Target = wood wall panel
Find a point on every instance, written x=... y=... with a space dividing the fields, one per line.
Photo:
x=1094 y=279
==
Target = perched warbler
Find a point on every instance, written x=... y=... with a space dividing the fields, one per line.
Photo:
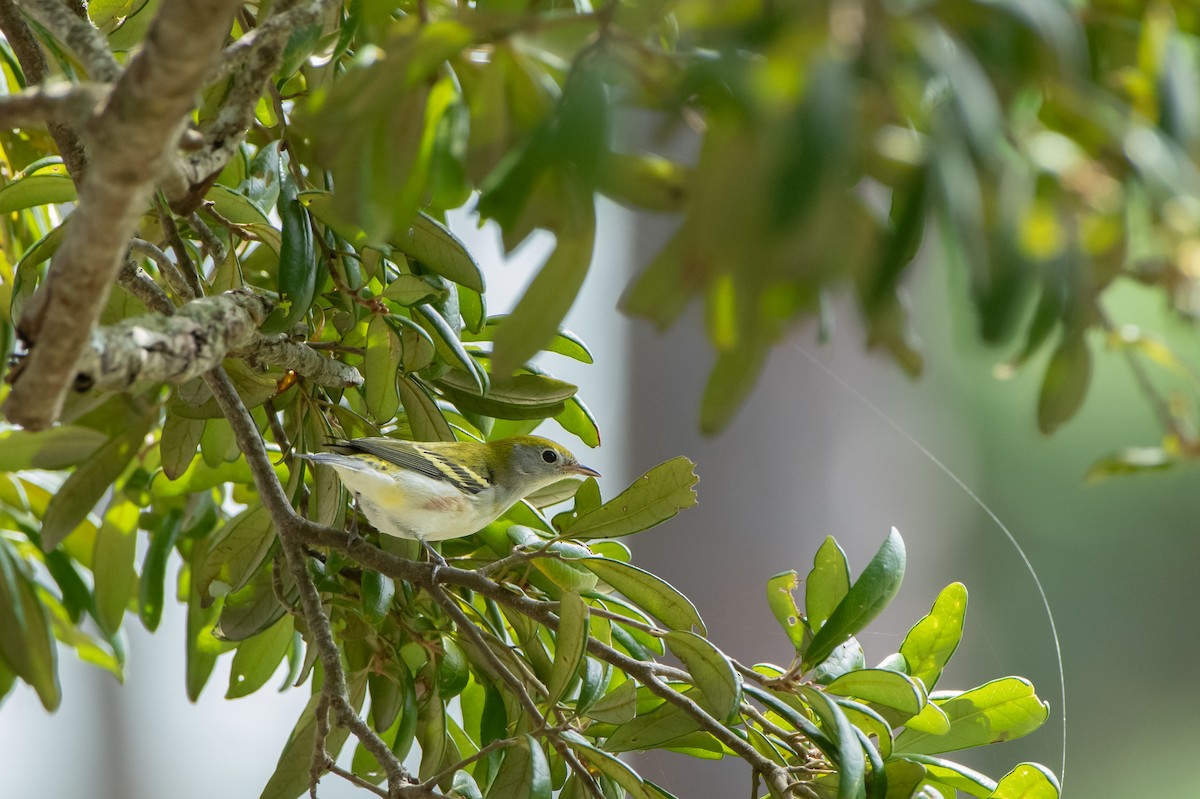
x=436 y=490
--
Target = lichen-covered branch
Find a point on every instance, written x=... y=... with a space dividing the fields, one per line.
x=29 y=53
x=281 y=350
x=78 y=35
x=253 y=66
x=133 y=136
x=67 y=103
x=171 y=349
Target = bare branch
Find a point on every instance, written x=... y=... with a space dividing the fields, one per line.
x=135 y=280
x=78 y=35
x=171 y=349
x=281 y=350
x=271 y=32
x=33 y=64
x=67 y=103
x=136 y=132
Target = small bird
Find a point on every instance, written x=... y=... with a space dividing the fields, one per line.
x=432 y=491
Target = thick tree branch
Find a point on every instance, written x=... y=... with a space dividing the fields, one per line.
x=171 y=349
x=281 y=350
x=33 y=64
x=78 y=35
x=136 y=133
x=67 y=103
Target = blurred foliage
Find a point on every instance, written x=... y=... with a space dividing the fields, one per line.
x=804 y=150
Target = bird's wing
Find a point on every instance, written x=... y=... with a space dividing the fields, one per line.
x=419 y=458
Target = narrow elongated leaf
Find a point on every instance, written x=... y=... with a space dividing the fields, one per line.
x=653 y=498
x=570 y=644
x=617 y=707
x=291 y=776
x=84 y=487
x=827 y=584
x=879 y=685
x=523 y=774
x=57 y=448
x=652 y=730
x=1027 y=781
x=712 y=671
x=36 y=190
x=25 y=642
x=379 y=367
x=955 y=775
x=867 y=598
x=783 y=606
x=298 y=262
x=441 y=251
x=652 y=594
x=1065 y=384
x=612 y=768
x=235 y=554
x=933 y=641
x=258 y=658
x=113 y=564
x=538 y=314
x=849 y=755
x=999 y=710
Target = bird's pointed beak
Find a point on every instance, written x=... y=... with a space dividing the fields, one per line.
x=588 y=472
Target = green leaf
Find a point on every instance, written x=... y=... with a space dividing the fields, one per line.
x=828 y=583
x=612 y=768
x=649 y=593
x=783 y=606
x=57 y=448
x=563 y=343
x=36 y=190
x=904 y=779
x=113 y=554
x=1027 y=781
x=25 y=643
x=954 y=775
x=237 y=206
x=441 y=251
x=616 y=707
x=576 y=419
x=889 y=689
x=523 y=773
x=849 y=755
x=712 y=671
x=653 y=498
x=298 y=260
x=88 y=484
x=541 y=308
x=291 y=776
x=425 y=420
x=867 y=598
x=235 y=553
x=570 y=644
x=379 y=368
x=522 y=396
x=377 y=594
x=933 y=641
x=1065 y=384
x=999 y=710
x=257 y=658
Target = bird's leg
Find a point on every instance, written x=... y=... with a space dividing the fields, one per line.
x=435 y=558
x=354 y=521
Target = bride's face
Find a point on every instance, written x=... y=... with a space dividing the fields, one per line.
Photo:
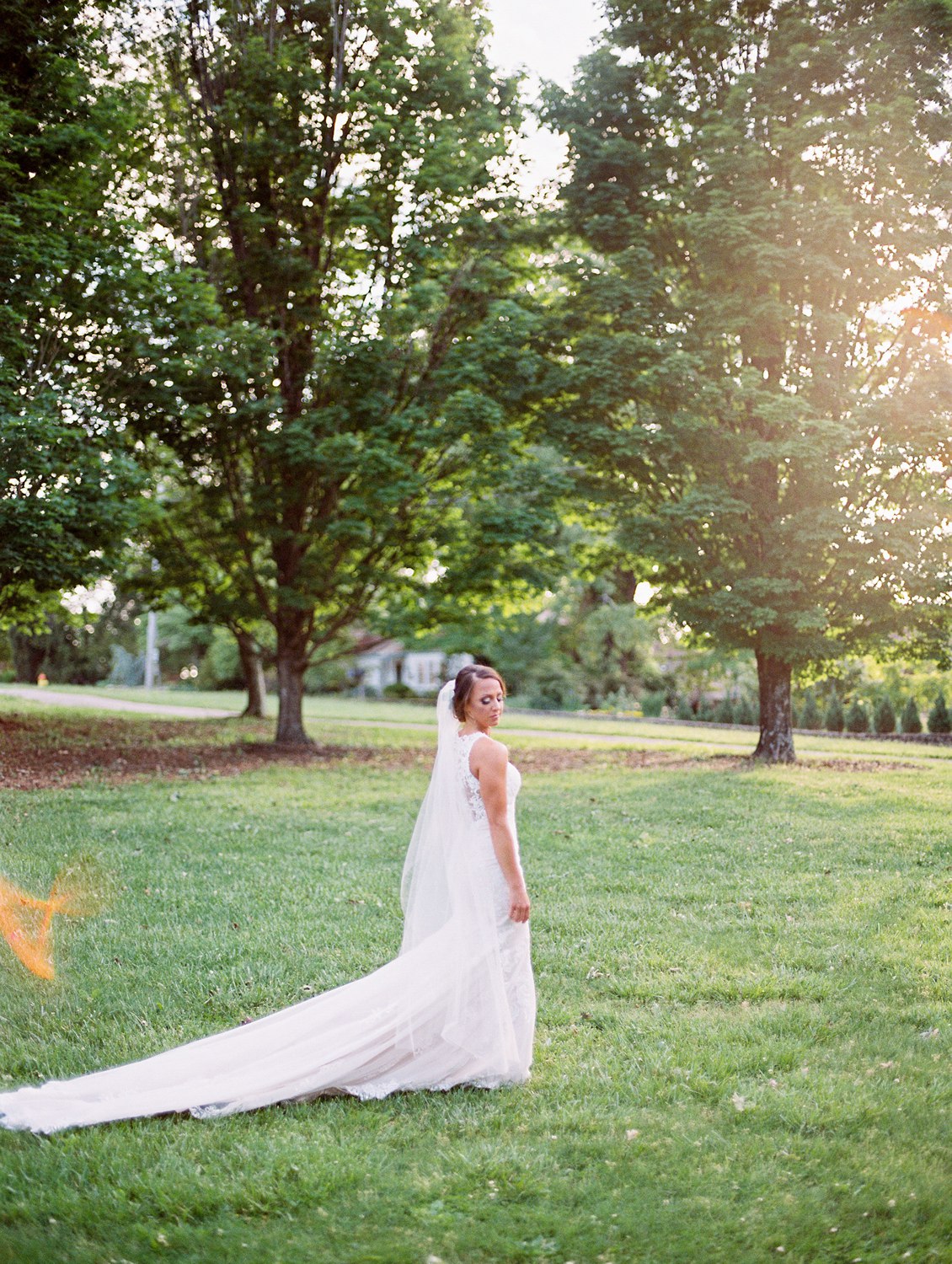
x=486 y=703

● OBJECTIVE
Please reproduce the rows above word for word, from the line with "Target = bare branch" up to and including the line with "x=432 y=491".

● WRITTEN ANSWER
Target = bare branch
Find a point on every instance, written x=... y=... with a space dividing the fields, one per line.
x=135 y=280
x=78 y=35
x=171 y=349
x=281 y=350
x=271 y=32
x=33 y=64
x=67 y=103
x=136 y=132
Target = small bird
Find a point on every instance, written x=... y=... with a space dividing the fields, one per line.
x=432 y=491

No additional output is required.